Start
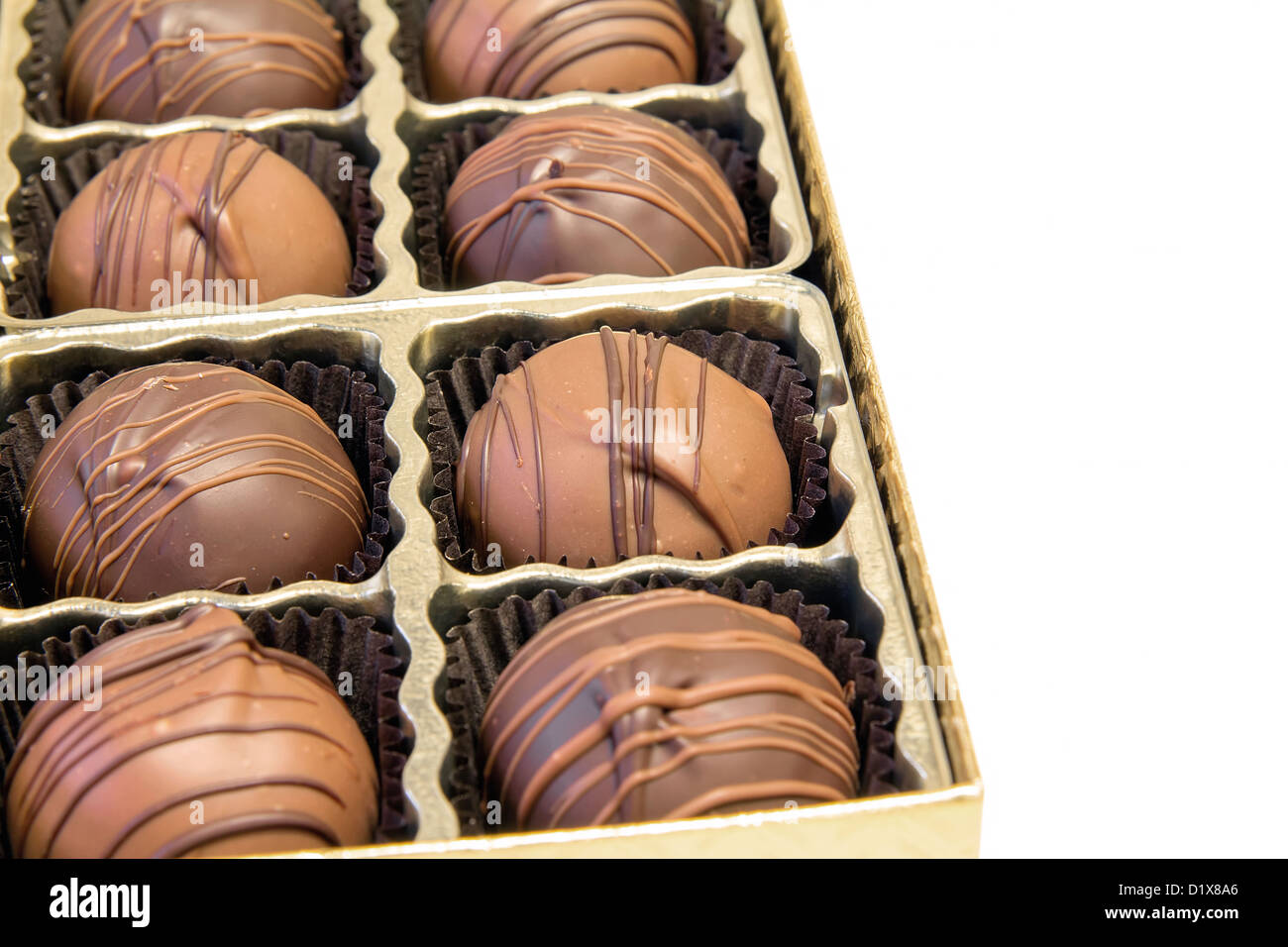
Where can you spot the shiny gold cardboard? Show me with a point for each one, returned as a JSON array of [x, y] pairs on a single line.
[[394, 331]]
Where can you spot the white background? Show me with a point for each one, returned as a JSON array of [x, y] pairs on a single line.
[[1069, 224]]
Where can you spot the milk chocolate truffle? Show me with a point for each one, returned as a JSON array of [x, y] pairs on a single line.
[[188, 475], [523, 51], [616, 445], [584, 191], [664, 705], [202, 742], [204, 217], [151, 60]]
End
Starting at the line that contains "Where can you spot the white" and running through the last line, change "milk chocolate truffle" to "dark chocolate truffle". Give only those lines, with nothing else altered.

Where can you spot the white background? Show me with a point for each one, returned as a JSON array of [x, y] pairs on a single line.
[[1069, 224]]
Where can you spot the dark chocolate truffle? Show me with a point for each one, returned as a JSON array of [x, y] pairs on a single line.
[[188, 475], [523, 51], [616, 445], [584, 191], [664, 705], [202, 742], [204, 217], [151, 60]]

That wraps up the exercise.